• _Document segment_:
Figure 1: Total factor productivity growth in the United States declined during the housing boom from 2002 to 2008.

A potential explanation is that investors expect any investment to be profitable during booms and, therefore, become less diligent in choosing where to invest. Eventually, this less informed investing worsens the allocation of resources in the economy, ultimately decreasing overall productivity. Although suggestive, this narrative is loose and cannot be fully evaluated without a theory of information acquisition and its macroeconomic effects. My paper's contribution is to provide such a model in which information acquisition in financial markets varies with the state of the economy.

Model and Results

I model a dynamic economy populated by firms that differ in how productive they are. Households work and save by buying firms' stock, but they do not know how productive each firm is. To overcome this problem, households can acquire information about firm productivity, where higher quality information is more expensive. If households have better information, they can better identify more productive firms and invest more in them. As a result, better informed households lead to more efficient markets, in the sense that more productive firms receive more capital. The central component of the model is the household's decision on how much information to acquire, which depends on the state of the economy.

• _Task A_:
Reproduce the stretch of the records from the line containing "# Looking for the dog's front" through the line containing "(616, 108), (865, 418)", character for character.

• _Task input_:

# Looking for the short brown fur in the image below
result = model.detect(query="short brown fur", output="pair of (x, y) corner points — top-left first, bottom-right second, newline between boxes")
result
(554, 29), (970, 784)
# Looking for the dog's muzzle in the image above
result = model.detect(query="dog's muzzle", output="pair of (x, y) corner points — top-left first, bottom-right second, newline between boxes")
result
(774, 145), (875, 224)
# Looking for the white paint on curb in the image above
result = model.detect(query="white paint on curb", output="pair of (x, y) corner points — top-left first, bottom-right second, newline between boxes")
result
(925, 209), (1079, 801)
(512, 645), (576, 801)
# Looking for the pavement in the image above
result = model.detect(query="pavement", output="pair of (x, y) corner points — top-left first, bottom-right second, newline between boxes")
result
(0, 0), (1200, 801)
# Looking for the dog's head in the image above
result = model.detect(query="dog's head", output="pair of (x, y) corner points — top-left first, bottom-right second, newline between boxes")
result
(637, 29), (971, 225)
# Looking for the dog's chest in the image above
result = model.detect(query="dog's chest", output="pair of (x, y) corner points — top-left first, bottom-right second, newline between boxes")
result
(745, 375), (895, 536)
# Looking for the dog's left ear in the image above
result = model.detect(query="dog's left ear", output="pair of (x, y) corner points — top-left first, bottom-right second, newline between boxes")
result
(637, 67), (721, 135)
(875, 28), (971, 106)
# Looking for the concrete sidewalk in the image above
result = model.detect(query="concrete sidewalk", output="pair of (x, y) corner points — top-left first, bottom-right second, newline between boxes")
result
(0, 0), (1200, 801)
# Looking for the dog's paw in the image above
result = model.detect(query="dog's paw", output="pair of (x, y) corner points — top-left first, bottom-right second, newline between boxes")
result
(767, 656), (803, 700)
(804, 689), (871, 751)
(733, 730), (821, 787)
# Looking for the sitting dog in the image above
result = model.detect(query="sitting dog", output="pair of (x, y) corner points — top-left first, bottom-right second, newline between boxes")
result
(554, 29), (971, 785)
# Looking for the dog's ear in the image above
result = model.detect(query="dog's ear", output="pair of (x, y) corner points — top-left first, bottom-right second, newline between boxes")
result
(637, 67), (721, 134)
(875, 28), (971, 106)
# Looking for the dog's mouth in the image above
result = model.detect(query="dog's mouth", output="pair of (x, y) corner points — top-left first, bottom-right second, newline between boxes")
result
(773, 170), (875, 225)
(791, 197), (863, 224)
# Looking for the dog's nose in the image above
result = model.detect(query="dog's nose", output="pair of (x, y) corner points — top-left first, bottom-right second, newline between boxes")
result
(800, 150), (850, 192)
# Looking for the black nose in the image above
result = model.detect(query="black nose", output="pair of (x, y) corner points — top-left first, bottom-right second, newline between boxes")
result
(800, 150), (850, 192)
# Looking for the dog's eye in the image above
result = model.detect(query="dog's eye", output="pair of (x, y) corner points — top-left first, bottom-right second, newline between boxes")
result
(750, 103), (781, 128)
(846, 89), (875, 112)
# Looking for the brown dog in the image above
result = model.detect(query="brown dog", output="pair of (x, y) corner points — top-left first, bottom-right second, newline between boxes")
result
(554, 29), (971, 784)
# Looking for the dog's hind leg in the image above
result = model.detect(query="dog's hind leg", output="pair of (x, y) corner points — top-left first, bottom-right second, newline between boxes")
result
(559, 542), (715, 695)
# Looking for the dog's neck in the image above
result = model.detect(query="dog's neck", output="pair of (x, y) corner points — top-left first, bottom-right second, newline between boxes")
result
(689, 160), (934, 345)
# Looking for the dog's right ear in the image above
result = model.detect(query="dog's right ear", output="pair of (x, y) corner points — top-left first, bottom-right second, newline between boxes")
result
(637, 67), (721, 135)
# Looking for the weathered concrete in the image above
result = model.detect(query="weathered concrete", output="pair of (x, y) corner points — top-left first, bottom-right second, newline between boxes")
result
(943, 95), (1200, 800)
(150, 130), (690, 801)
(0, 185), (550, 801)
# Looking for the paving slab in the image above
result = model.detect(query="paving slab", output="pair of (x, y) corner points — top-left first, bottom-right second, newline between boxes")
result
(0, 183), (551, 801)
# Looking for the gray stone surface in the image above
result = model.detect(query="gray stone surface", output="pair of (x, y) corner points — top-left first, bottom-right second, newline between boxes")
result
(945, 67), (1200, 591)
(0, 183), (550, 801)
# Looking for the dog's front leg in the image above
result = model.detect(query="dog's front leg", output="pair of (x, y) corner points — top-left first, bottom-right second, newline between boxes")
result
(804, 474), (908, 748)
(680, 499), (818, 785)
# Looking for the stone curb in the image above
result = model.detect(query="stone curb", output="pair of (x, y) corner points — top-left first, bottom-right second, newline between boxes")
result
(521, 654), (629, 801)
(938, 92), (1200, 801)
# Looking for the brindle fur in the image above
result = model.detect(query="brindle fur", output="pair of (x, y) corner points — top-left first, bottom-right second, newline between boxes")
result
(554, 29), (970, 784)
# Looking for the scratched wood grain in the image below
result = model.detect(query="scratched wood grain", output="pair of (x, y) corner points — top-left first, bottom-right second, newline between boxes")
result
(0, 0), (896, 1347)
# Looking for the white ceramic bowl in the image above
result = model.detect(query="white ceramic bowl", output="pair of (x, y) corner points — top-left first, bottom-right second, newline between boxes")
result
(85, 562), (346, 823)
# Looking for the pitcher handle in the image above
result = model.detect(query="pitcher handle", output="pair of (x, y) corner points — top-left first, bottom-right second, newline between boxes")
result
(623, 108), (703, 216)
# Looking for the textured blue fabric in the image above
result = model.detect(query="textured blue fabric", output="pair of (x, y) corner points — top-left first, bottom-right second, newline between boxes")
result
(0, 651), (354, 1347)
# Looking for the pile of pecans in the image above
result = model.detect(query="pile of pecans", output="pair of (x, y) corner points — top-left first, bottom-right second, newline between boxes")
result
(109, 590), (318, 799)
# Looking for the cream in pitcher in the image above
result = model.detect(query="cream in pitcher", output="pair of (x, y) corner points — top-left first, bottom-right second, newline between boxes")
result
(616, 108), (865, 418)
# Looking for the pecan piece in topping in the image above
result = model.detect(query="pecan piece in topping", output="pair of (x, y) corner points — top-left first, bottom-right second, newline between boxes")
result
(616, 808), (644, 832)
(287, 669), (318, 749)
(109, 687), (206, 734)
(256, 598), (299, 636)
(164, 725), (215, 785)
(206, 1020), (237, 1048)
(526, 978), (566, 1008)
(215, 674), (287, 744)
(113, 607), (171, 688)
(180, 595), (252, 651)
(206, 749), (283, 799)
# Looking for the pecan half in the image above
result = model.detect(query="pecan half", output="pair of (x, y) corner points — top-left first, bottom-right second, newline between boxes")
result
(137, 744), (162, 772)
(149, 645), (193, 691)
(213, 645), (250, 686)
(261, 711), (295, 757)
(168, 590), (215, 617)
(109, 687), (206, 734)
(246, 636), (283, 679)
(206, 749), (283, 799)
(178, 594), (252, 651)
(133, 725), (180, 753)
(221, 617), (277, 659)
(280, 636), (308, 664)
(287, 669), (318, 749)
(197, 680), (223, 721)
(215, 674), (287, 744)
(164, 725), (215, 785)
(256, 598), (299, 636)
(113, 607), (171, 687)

• _Task B_:
Using the passage on productivity and information acquisition, decide whether each statement agrees with it, answering yes or no and quoting the deciding words: (i) In the model, households know how productive each firm is. (ii) Higher quality information about firm productivity costs more. (iii) Figure 1 shows total factor productivity growth in the United States rising during the housing boom.

• _Response A_:
# Looking for the dog's front leg in the image above
result = model.detect(query="dog's front leg", output="pair of (x, y) corner points — top-left first, bottom-right second, newline between boxes")
result
(804, 474), (908, 748)
(680, 499), (818, 785)
# Looking for the stone curb in the image above
result = model.detect(query="stone curb", output="pair of (x, y) corner points — top-left first, bottom-right second, newline between boxes")
result
(521, 654), (629, 801)
(938, 92), (1200, 801)
# Looking for the brindle fur in the image above
result = model.detect(query="brindle fur", output="pair of (x, y) corner points — top-left first, bottom-right second, newline between boxes")
result
(554, 29), (970, 784)
# Looking for the scratched wood grain in the image below
result = model.detect(query="scratched wood grain", output="pair of (x, y) corner points — top-left first, bottom-right second, newline between boxes")
result
(0, 0), (896, 1347)
# Looking for the white ceramic bowl in the image above
result = model.detect(query="white ceramic bowl", output="pair of (x, y) corner points — top-left first, bottom-right second, newline between boxes")
result
(85, 562), (346, 823)
# Looking for the pitcher handle in the image above
result = model.detect(query="pitcher handle", output="pair of (x, y) corner points — top-left first, bottom-right second, newline between boxes")
result
(623, 108), (703, 216)
# Looking for the textured blue fabric in the image above
result = model.detect(query="textured blue fabric", output="pair of (x, y) corner points — top-left first, bottom-right second, newline between boxes")
result
(0, 651), (354, 1347)
# Looking for the pile of pecans in the image above
result = model.detect(query="pile of pecans", output="pair of (x, y) corner points — top-left first, bottom-right second, newline between boxes")
result
(109, 590), (318, 799)
# Looking for the cream in pitcher in the image above
result = model.detect(query="cream in pitcher", output="pair of (x, y) corner points — top-left first, bottom-right second, newline between boxes")
result
(616, 108), (865, 418)

• _Response B_:
(i) No: "but they do not know how productive each firm is"
(ii) Yes: "where higher quality information is more expensive"
(iii) No: "declined during the housing boom from 2002 to 2008"